◆ Requirement 1
Using the hearing transcript, explain in one to three sentences why the South does not fully use even the doctors, dentists and hospitals it has.
◆ Requirement 2
Answer these questions from the hearing transcript, one per line:
(a) At what time did the committee meet?
(b) Which senators were present?
(c) What newspaper does Dr. Foreman wish to submit for the record?

◆ Excerpt provided
WEDNESDAY, APRIL 10, 1946

UNITED STATES SENATE,

COMMITTEE ON EDUCATION AND LABOR,

Washington, D. C.

The committee met at 10 a. m., pursuant to adjournment, the Honorable James E. Murray (chairman) presiding.

Present: Senators Murray, Donnell, and Smith.

The CHAIRMAN. The hearing will come to order.

The first witness this morning is Dr. Clark Foreman, president of the Southern Conference for Human Welfare. Dr. Foreman, will you take the seat here, please?

STATEMENT OF DR. CLARK FOREMAN, PRESIDENT OF THE SOUTHERN CONFERENCE FOR HUMAN WELFARE

Dr. FOREMAN. Mr. Chairman and gentlemen: I am president of the Southern Conference for Human Welfare and I have a statement that I would like to present.

ENDORSEMENT OF THE BILL

The Southern Conference for Human Welfare is a nonprofit organization working for the betterment of the South in order to help improve the whole Nation. We unequivocably endorse the President's national health program and S. 1606, the Wagner-Murray-Dingell national health bill, the main measure to carry it out. We consider

passage of this bill the most important single step necessary to improve the health of our people. We ask Congress to pass it this session. The Nation's health needs are serious. We cannot afford the luxury of delay.

MORE SICKNESS IN THE SOUTH

We in the South know a lot about ill health and inadequate medical care, because we have more of both than any other section of the country. We have worse selective service rejection and infant and maternal mortality rates, than does any other part of the country. We have fewer doctors, dentists and hospitals than any other section; and yet, because of lack of purchasing power, we do not even utilize fully those we do have. Our rural and our Negro populations are hit the hardest, but our industrial workers and the middle-income group are not so much better off.

Let us take a few examples. More detailed health information on the South can be found in the "Good Health Issue" of our news

paper, the Southern Patriot, which I wish to submit now for the record of the hearings.

Region pointing data
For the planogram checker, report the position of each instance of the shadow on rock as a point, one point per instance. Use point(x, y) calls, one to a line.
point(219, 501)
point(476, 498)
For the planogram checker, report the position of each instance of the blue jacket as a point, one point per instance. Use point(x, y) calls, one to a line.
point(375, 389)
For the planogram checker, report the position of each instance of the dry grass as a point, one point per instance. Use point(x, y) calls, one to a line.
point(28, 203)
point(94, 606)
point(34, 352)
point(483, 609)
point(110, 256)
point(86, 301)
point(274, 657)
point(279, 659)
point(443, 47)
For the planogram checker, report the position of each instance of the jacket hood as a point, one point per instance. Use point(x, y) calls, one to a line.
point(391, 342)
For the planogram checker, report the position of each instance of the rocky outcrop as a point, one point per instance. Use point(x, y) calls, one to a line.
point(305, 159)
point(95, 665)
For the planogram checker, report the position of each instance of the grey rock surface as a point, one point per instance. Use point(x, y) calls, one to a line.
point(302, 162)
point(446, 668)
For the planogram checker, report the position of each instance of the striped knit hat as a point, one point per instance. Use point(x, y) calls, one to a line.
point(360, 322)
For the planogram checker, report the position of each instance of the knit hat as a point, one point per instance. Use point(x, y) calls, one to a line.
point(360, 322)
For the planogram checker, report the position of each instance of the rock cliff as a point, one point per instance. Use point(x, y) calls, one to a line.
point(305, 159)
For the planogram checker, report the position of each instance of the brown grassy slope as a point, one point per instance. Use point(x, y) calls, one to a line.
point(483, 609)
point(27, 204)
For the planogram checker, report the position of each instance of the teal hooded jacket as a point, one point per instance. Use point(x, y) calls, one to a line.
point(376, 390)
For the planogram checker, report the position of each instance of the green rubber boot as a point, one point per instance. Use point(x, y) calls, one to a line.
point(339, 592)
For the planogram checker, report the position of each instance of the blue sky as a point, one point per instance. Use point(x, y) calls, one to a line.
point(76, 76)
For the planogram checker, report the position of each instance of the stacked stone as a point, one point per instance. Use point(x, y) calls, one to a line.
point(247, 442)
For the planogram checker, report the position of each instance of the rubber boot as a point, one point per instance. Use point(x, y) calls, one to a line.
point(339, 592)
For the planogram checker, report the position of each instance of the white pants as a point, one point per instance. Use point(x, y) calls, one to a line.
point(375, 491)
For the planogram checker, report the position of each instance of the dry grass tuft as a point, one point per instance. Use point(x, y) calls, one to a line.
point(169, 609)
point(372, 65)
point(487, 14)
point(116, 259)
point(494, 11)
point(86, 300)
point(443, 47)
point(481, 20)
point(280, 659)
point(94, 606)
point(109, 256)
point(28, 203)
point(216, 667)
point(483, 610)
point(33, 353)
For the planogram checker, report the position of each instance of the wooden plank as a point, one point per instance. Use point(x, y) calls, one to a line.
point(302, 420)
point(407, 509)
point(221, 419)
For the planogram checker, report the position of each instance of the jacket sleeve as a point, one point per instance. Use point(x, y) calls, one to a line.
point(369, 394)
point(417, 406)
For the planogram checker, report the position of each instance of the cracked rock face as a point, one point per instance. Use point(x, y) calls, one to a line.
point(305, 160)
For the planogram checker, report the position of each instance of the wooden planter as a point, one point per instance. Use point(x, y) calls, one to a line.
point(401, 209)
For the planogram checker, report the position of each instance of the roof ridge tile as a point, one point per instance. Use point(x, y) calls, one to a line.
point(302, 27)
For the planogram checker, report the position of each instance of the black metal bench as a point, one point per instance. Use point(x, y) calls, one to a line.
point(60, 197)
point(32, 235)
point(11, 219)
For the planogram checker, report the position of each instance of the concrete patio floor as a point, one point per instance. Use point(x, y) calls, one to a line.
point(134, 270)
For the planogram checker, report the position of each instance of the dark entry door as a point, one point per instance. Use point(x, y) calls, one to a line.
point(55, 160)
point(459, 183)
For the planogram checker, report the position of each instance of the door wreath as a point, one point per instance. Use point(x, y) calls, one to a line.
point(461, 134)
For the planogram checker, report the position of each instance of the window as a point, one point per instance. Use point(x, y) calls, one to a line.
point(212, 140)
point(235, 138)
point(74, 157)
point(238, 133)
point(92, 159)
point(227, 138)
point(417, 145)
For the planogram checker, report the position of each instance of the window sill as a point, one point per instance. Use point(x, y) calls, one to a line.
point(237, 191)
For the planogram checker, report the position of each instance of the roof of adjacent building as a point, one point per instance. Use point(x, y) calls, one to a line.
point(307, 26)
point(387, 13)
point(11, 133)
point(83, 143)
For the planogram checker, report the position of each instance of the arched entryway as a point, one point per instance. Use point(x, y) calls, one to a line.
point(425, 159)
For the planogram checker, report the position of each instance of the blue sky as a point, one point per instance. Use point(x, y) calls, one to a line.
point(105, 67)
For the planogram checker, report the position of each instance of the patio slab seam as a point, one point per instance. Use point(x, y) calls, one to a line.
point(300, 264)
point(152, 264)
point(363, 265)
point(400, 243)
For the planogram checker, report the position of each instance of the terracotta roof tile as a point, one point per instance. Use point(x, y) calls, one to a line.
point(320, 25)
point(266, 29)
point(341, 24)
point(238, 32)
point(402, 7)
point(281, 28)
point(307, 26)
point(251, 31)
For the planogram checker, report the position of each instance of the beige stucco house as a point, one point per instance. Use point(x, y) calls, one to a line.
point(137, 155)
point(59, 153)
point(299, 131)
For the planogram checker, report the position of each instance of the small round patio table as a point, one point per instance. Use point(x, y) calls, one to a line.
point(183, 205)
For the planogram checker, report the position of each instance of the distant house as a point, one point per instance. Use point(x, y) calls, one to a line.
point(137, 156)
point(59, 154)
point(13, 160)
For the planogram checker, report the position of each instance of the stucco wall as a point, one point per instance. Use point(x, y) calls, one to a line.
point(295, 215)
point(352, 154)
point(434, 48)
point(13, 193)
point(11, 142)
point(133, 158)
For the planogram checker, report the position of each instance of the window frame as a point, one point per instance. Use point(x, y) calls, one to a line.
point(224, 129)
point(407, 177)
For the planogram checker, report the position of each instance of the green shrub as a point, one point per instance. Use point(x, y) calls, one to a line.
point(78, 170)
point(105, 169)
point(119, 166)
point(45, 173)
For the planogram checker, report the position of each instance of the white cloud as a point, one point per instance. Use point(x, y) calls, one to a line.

◆ Worked solution 1
Dr. Foreman attributes this to a lack of purchasing power. The South already has fewer doctors, dentists and hospitals than any other section of the country.

◆ Worked solution 2
(a) 10 a.m.
(b) Senators Murray, Donnell, and Smith.
(c) The Southern Patriot, specifically its "Good Health Issue."